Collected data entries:
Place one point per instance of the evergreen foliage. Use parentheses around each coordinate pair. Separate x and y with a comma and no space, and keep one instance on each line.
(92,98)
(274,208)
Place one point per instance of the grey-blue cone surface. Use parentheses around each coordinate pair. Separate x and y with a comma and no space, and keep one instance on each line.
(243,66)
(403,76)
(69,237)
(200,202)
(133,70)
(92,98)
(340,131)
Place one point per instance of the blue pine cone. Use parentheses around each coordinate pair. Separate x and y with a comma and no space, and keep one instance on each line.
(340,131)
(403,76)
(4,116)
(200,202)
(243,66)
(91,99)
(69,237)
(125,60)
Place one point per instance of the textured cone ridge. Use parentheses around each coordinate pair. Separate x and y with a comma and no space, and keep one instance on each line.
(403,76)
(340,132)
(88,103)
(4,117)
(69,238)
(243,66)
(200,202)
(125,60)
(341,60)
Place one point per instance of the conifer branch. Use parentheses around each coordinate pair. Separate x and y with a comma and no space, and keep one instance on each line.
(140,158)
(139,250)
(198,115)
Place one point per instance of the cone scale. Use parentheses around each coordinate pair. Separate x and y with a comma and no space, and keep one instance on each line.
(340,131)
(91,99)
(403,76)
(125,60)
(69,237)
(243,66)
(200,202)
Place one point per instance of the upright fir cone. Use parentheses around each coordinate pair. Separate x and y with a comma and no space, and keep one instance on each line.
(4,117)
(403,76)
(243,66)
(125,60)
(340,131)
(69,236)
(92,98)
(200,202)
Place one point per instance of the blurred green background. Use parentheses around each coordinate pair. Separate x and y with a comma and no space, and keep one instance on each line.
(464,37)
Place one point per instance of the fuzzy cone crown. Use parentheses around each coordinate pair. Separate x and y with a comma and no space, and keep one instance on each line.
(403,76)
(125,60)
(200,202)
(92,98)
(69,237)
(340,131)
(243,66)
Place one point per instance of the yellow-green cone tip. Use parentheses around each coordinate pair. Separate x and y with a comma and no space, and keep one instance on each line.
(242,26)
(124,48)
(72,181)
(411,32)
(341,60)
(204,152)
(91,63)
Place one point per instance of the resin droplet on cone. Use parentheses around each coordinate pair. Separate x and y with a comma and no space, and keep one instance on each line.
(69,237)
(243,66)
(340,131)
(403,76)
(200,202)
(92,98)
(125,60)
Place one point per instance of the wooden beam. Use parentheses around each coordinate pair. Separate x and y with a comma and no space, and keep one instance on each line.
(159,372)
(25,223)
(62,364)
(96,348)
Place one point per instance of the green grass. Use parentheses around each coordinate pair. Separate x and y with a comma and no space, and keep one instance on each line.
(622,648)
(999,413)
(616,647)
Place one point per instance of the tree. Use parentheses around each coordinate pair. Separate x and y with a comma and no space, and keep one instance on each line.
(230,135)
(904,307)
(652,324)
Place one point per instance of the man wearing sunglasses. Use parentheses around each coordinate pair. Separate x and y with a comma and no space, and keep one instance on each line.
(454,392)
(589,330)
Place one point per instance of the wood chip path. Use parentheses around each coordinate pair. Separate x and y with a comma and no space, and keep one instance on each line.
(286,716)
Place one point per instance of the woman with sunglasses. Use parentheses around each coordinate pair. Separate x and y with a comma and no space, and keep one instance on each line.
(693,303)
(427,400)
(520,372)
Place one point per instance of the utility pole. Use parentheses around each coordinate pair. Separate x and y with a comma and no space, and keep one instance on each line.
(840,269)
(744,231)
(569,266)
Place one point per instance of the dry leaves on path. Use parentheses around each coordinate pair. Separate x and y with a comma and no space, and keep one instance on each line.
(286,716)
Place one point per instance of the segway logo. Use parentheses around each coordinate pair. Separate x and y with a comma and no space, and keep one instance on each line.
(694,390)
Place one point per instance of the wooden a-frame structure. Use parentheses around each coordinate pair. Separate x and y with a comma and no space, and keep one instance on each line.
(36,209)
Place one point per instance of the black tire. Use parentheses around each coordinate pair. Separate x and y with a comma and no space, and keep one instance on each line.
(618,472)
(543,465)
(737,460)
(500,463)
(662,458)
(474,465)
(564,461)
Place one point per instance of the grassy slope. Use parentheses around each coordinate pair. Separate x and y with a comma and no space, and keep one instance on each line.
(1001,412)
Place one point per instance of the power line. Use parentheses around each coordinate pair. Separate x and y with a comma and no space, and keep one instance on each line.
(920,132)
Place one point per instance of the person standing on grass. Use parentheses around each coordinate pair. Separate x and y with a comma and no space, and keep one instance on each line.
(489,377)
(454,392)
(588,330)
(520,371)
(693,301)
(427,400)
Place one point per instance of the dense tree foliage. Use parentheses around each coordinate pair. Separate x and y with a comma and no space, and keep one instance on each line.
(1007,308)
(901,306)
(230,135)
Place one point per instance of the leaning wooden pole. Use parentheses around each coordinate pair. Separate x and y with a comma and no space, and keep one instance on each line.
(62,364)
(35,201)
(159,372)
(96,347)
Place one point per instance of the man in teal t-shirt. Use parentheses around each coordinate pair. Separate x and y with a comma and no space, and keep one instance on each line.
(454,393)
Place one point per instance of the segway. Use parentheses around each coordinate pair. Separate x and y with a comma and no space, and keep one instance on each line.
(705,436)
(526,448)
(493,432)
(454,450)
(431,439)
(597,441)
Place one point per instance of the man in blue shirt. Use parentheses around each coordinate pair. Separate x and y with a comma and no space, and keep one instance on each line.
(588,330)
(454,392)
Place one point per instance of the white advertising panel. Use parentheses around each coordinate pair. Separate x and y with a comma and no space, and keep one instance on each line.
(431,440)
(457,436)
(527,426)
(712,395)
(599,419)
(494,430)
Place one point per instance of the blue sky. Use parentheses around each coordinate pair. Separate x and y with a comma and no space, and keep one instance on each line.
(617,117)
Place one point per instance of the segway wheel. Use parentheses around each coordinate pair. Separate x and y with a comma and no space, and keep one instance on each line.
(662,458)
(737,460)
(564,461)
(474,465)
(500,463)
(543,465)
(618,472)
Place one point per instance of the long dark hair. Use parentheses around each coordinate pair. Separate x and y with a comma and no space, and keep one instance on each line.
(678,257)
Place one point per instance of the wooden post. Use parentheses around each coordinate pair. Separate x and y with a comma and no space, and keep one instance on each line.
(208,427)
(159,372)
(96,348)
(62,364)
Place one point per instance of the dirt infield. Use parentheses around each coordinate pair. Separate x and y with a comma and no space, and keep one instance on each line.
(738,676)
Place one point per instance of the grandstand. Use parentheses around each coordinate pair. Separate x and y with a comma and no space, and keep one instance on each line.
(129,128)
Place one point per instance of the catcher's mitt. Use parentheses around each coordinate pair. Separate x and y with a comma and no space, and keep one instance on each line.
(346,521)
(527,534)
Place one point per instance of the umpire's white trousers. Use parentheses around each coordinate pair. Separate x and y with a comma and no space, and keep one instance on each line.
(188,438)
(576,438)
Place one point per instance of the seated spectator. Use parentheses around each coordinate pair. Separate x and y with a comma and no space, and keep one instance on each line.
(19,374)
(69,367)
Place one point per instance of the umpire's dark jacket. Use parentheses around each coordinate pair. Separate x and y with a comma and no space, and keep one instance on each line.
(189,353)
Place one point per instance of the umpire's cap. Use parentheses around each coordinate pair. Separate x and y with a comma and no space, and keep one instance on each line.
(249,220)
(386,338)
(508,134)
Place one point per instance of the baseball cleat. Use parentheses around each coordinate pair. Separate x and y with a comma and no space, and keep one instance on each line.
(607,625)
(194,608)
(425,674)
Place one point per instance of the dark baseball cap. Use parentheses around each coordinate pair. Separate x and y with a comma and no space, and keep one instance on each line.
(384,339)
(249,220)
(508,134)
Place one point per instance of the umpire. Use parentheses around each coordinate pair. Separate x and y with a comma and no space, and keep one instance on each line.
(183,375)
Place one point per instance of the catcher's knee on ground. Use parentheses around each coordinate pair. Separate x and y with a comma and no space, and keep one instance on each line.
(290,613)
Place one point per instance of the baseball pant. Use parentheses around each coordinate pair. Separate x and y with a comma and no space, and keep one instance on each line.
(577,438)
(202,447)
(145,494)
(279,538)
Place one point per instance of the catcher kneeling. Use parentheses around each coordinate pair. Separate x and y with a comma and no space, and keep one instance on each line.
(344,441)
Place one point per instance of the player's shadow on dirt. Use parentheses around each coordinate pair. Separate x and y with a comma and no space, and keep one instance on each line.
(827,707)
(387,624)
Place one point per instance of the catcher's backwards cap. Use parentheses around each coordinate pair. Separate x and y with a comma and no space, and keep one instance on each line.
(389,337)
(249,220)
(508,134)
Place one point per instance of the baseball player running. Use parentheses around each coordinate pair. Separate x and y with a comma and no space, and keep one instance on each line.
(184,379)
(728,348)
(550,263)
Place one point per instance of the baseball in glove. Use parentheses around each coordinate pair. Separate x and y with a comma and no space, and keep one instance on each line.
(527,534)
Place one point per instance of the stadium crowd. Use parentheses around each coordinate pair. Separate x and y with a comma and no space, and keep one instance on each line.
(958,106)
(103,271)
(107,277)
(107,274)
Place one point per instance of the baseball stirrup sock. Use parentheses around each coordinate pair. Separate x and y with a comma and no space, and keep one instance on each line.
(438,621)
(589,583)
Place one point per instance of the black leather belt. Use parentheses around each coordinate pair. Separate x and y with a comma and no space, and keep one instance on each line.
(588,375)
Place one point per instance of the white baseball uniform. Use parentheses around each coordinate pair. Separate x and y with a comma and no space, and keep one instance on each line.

> Exercise prompt:
Take the lines above from the one holding "Place one point per instance of the baseball in" to the last and output them exactly.

> Solution to this exercise:
Place one point per instance of the baseball in glove. Use parentheses around each coordinate pair. Separate x and y with a comma and no space, and keep one instance on each line.
(527,534)
Place one point per instance of the stadium crowd. Use parentheses around each coordinate pair. Separate x and y with a comma and no space, and keep one instance on each line.
(958,106)
(103,271)
(107,277)
(107,274)
Place one point per instance of the baseball stirrup sock. Use parentheses around each coordinate pair. Separate x and y with a comma and no space, and keep one instance on each line.
(438,621)
(589,583)
Place one point per instance of the black leather belt. Use parentheses around each coordinate pair. Separate x and y with a comma and no space, and keep one instance on each line.
(588,375)
Place one point per instance of the white baseball uniform. Use parentheses around each coordinate pair. Separate x and y with a comma and no space, and keep one instance on each line.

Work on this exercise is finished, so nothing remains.